MATERIAL SHOWN Block Start

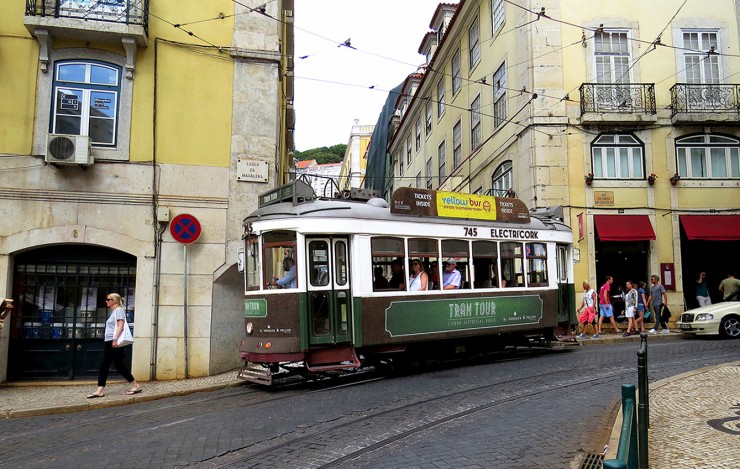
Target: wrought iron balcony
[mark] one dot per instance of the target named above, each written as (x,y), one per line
(706,98)
(129,12)
(619,98)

MATERIAL SHOWN Block End

*WHAT TO WORK ON*
Set down the entire material verbatim, with each picture left out.

*EXERCISE RESULT*
Target: wrought iron balcony
[mark] one dot per instance of the target named above, each written as (x,y), one per line
(706,98)
(129,12)
(619,98)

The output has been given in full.